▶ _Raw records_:
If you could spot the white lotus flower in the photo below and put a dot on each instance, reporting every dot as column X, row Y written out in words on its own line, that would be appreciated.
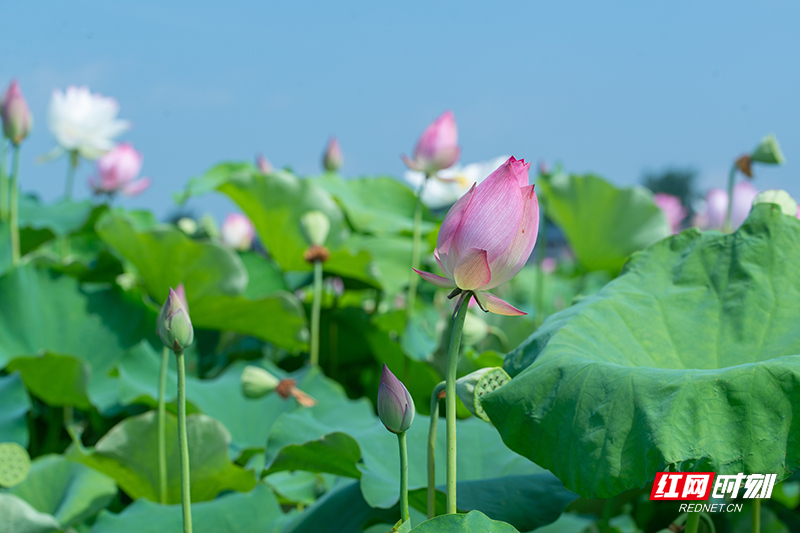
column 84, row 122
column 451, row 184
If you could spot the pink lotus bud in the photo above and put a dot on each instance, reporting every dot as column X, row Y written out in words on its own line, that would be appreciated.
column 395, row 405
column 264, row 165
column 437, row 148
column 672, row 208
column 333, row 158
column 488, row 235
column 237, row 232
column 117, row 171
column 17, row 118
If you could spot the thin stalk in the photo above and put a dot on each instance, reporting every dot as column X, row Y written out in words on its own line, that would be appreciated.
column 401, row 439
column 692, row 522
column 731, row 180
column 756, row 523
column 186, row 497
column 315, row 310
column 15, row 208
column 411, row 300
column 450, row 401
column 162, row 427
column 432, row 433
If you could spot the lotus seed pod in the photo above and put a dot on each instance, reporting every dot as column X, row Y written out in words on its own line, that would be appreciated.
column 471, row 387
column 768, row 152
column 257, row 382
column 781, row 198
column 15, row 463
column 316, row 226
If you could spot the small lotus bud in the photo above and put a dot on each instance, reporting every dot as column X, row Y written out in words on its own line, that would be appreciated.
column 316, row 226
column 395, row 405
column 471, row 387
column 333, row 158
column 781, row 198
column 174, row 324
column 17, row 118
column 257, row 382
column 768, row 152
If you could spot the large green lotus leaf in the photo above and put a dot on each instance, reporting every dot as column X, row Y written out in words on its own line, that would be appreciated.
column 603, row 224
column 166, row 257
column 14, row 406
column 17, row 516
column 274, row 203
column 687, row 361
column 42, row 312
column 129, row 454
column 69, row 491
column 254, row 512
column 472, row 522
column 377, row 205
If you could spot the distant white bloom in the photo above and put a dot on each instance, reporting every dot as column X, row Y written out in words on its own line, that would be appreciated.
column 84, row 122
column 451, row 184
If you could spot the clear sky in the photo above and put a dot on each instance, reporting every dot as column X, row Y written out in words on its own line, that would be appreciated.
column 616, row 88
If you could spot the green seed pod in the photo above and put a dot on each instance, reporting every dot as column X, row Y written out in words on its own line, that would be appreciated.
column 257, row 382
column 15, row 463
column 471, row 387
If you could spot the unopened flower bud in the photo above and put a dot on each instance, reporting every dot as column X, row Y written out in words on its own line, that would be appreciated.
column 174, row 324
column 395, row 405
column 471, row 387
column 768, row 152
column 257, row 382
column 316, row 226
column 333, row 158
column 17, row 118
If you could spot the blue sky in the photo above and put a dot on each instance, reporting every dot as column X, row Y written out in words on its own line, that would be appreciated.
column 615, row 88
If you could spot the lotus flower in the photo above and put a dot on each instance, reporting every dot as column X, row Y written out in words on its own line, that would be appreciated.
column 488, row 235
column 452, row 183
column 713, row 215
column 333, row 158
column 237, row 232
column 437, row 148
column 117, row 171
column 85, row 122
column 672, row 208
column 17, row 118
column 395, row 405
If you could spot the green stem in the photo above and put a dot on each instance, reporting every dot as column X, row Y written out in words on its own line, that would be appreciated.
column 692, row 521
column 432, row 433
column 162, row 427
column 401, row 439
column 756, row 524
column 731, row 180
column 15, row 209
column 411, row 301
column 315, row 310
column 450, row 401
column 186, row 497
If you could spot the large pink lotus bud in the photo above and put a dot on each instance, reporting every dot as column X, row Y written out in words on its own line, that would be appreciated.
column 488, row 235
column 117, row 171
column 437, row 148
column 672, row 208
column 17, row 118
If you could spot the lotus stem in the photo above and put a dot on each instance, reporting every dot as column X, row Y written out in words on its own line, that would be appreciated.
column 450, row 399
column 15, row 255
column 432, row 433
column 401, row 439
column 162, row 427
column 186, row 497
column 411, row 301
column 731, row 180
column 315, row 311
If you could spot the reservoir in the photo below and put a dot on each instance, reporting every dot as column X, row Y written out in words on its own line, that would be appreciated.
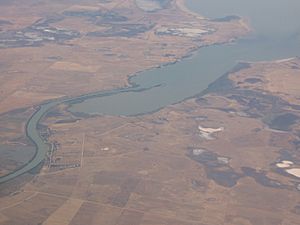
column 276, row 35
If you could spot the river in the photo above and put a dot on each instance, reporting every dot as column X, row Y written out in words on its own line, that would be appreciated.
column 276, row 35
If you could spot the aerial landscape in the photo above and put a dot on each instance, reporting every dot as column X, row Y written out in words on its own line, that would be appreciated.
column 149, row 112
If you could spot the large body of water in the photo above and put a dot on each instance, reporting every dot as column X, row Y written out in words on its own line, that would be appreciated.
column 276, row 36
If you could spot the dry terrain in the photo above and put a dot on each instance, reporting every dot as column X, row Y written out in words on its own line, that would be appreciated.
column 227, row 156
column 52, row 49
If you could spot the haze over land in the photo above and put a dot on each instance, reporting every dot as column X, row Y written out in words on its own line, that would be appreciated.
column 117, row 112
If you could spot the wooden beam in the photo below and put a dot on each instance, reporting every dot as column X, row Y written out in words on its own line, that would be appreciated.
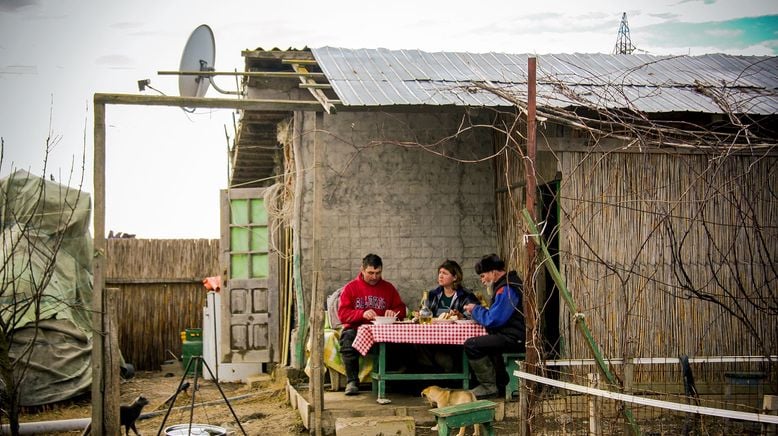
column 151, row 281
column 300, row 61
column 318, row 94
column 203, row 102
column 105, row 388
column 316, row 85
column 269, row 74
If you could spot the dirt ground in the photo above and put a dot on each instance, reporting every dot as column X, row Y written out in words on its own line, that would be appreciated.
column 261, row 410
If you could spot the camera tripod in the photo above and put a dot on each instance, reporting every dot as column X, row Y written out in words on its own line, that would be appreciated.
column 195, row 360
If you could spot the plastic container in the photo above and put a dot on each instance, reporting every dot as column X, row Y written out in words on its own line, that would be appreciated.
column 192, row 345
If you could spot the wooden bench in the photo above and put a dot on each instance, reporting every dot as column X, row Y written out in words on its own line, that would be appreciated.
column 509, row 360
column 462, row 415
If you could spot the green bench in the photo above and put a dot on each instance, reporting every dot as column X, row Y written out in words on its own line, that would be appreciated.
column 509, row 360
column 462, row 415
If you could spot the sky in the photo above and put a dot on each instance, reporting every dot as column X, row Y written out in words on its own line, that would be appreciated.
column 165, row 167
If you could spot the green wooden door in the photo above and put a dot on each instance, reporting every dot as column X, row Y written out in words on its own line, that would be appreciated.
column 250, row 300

▶ _Short problem_:
Reproduce all of the lines above word for word, leaving out the pictures.

▶ _Problem solution_:
If you could spot the white lotus flower in the photo below and put a dot on each instance, reporting every dot as column X, row Y written out in words on its own line, that would be appreciated.
column 84, row 122
column 451, row 184
If you could spot the pink lotus bud in the photo above and put a dot on each instance, reporting every dot as column X, row Y written out in words on its own line, that would be appreciated.
column 395, row 405
column 264, row 165
column 437, row 148
column 672, row 208
column 333, row 158
column 488, row 235
column 237, row 232
column 117, row 171
column 17, row 118
If you could spot the thin stalk in the photo above and put a dot on each instance, reporting every dot as column X, row Y written out in words on its own line, that would be appreciated.
column 401, row 439
column 692, row 522
column 731, row 180
column 756, row 523
column 186, row 497
column 315, row 310
column 15, row 208
column 411, row 300
column 450, row 401
column 162, row 427
column 432, row 433
If you could spot the lotus seed pod in the photo above and put a dot on each instance, reporting every dot as column X, row Y written out in words on its own line, that would be appreciated.
column 471, row 387
column 768, row 152
column 257, row 382
column 781, row 198
column 15, row 463
column 316, row 226
If you could spot the small lotus bud in the photo above and put a dot on each instance, reporting every dot as column X, row Y written out in words on its own line, that would be appreciated.
column 316, row 226
column 395, row 405
column 471, row 387
column 333, row 158
column 781, row 198
column 174, row 324
column 17, row 118
column 257, row 382
column 768, row 152
If you could spot the large green lotus leaf in the photo above and put a dot on each instance, reporting every dot as column X, row Y written out in words on its own line, that would be appreciated.
column 603, row 224
column 166, row 257
column 14, row 406
column 17, row 516
column 274, row 203
column 687, row 361
column 42, row 312
column 129, row 454
column 69, row 491
column 254, row 512
column 472, row 522
column 377, row 205
If you could spot the distant white bloom in the photo above and put a dot on each instance, reporting every dot as column X, row Y written out in words on its own line, that would be appreciated.
column 84, row 122
column 451, row 184
If you could spot the clear sky in the photo above and put a dot on each instance, reporting every dot as column X, row Y written out in words on its own line, that would be appreciated.
column 616, row 88
If you could spot the green seed pod in the photo above and put a dot on each instance, reporting every dot as column X, row Y written out in words on its own line, that would be appreciated.
column 257, row 382
column 15, row 463
column 471, row 387
If you could spot the unopened flower bud in the photo above and put a dot on each instance, reporting every dot as column X, row Y written out in words on its own line, that would be appreciated.
column 174, row 324
column 395, row 405
column 471, row 387
column 768, row 152
column 257, row 382
column 316, row 226
column 333, row 158
column 17, row 118
If you could spot the blue sky in the photo above and put a dot on each instance, reporting every dot as column X, row Y written out in words on its own line, that would be appreciated.
column 615, row 88
If you could spot the lotus flower in the photo above and put a dot on each instance, reporting every dot as column X, row Y written out in words on its own line, that would be appreciated.
column 488, row 235
column 452, row 183
column 713, row 215
column 333, row 158
column 237, row 232
column 437, row 148
column 117, row 171
column 85, row 122
column 672, row 208
column 17, row 118
column 395, row 405
If you could spot the green stem in the photo above and put a dot on each instance, reporting every dot as column X, row Y written out in words on its own line, that would be appreciated.
column 692, row 521
column 432, row 433
column 162, row 427
column 401, row 439
column 756, row 524
column 731, row 180
column 15, row 209
column 411, row 301
column 315, row 310
column 450, row 401
column 186, row 497
If you could spot the large pink lotus bud in the photo above and put a dot on each instance, reporting every dot as column X, row Y written out in words on its own line, that would be appreciated.
column 488, row 235
column 117, row 171
column 437, row 148
column 672, row 208
column 17, row 118
If you could spot the lotus stem in the photo above and put a dot on each instance, reporting every dot as column X, row Y written out in words on its own line, that would be appreciated.
column 450, row 399
column 15, row 255
column 432, row 433
column 401, row 439
column 162, row 427
column 186, row 497
column 411, row 301
column 731, row 180
column 315, row 311
If you could spot the reservoir in the photo below and put a dot on each instance, reporting every dot as column X, row Y written out in words on its own line, that would be appreciated.
column 276, row 35
If you could spot the river in the photo above and put a dot on each instance, reporting every dot as column X, row Y written out in words on its own line, that would be appreciated.
column 276, row 35
If you could spot the aerial landscape in the photo above and put a dot on each instance, reporting every dot as column X, row Y written out in words on its own line, that would be appreciated.
column 149, row 112
If you could spot the large body of water in the photo above and put a dot on each instance, reporting every dot as column X, row Y written out in words on its own line, that would be appreciated.
column 276, row 36
If you could spot the dry terrain in the photo above and put a dot on each instance, reporting every dot as column X, row Y written out in words on its own line, that would be appreciated.
column 227, row 156
column 52, row 49
If you could spot the haze over land in the photo above and put a dot on each instance, reporting every dot as column X, row Y written out in words on its own line, that would be appreciated.
column 117, row 112
If you could spot the wooden beam in the photo below and put a dot on each instance, reporting every dot as column X, row Y written out in words on its own line, that would be appreciated.
column 151, row 281
column 300, row 61
column 318, row 94
column 203, row 102
column 105, row 388
column 316, row 85
column 269, row 74
If you could spot the dirt ground in the photo above and put a dot on each instance, reporting every dot as column X, row Y written out in words on its own line, that would be appreciated.
column 261, row 410
If you could spot the camera tripod in the photo above and put a dot on each instance, reporting every dot as column X, row Y written out in words on its own line, that would be appreciated.
column 195, row 360
If you could spot the plastic container in the photo above and put a dot on each instance, reporting every dot as column X, row Y written out in words on its own line, that would be appreciated.
column 192, row 345
If you could spot the wooden bench in the photo above and put a dot on each instance, reporting every dot as column X, row Y written out in words on its own line, that would be appreciated.
column 509, row 360
column 462, row 415
If you could spot the green bench in the photo above and put a dot on each instance, reporting every dot as column X, row Y written out in words on its own line, that would be appreciated.
column 509, row 360
column 462, row 415
If you could spot the sky in the photo above and put a dot on each instance, reporting every dot as column X, row Y written out in words on its own line, that would be appreciated.
column 165, row 167
If you could spot the green wooden door in the photo above and put a dot on each instance, reporting every dot as column X, row Y written out in words on its own line, that would be appreciated.
column 250, row 300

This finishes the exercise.